**Document excerpt**
How it’s built (plastic container edition) and Gaudi’s master work

It’s Monday night, we arrived Saturday late afternoon and spent the weekend walking, seeing sights, eating and drinking. Caught the Chiefs playoff game against Houston in an Irish pub that was at least half full of Americans. Saturday night we were exhausted after being up for 36 hours to get caught up to the time zone quickly. Sunday we were equally tired from miles and miles of walking. So I decided to wait to post until we had finished our first day of business meetings.

Train to Matero

Spanish business meetings generally don’t start until 9am or later, our meeting was at 10. The train ride to Matero was sunny and ran right along side the beach on the Mediterranean Sea. Waves crashed up and may have hit the side of the train. Our host at Logoplasti explained that the water level in the Mediterranean do not rise and fall with the tides, so the tracks can be built very close to SEA LEVEL. It was gorgeous, and peaceful to watch the waves roll in on our morning commute.

**Information supplied**
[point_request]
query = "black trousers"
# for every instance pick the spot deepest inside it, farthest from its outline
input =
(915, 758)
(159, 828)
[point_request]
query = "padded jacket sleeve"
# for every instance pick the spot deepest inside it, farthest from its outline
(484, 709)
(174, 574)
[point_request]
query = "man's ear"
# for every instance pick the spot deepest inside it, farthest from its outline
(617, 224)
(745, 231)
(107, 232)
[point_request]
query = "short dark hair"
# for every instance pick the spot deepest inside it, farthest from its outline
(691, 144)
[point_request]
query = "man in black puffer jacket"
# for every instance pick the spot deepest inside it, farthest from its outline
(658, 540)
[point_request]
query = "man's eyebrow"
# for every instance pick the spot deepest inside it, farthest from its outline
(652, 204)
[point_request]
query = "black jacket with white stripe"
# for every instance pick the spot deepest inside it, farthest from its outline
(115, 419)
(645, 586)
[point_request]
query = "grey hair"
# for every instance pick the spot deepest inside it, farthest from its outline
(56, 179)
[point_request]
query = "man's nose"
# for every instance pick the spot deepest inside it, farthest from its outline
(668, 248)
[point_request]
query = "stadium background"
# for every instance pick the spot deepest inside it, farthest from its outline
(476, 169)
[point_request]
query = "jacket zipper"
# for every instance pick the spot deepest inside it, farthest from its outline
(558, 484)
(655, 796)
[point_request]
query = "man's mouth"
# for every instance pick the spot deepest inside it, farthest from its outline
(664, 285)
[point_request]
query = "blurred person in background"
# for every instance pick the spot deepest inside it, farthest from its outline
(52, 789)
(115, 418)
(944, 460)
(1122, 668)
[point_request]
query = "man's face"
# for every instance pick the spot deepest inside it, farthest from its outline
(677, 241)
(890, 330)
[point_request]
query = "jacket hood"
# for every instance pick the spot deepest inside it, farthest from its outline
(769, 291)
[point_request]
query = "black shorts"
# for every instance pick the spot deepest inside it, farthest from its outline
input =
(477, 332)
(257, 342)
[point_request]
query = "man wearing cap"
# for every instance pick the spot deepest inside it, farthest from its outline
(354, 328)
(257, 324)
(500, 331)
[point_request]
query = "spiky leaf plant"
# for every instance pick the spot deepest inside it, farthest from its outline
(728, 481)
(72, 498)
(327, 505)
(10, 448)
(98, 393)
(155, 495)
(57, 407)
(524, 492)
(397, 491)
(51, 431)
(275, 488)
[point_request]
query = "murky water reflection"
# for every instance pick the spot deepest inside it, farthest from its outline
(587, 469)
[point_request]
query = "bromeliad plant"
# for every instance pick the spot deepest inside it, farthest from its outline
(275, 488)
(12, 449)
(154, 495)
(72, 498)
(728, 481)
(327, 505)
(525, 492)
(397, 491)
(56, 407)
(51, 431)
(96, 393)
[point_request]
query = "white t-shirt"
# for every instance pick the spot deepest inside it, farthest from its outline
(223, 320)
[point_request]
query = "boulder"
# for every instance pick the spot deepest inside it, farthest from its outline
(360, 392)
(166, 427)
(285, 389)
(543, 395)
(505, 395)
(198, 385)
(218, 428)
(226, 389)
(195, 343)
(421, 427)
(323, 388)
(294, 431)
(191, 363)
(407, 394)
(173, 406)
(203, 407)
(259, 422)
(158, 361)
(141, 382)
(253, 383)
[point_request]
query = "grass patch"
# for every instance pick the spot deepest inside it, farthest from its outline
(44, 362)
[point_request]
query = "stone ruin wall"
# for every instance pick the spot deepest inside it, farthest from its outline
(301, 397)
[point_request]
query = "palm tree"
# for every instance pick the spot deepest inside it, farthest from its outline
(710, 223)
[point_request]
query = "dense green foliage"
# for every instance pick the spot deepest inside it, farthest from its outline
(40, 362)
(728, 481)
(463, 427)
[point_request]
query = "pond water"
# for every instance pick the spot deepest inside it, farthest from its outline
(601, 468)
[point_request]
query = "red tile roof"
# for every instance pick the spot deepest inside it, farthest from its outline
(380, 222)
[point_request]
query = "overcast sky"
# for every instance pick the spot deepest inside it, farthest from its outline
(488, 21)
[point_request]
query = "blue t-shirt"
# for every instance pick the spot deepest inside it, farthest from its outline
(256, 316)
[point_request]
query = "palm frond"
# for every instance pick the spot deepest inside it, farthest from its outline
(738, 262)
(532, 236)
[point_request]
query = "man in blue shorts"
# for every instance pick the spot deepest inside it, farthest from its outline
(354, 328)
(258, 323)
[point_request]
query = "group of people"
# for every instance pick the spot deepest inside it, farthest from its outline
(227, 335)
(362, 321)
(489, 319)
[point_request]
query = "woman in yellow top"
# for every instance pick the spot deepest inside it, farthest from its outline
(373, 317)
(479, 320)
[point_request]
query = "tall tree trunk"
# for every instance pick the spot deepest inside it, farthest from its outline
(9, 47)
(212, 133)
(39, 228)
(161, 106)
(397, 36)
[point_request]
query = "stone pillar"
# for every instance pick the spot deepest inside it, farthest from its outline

**What is being asked**
Please copy out the travel post at the top, from its title through its final sentence, word for word.

**Solution for this task**
How it’s built (plastic container edition) and Gaudi’s master work

It’s Monday night, we arrived Saturday late afternoon and spent the weekend walking, seeing sights, eating and drinking. Caught the Chiefs playoff game against Houston in an Irish pub that was at least half full of Americans. Saturday night we were exhausted after being up for 36 hours to get caught up to the time zone quickly. Sunday we were equally tired from miles and miles of walking. So I decided to wait to post until we had finished our first day of business meetings.

Train to Matero

Spanish business meetings generally don’t start until 9am or later, our meeting was at 10. The train ride to Matero was sunny and ran right along side the beach on the Mediterranean Sea. Waves crashed up and may have hit the side of the train. Our host at Logoplasti explained that the water level in the Mediterranean do not rise and fall with the tides, so the tracks can be built very close to SEA LEVEL. It was gorgeous, and peaceful to watch the waves roll in on our morning commute.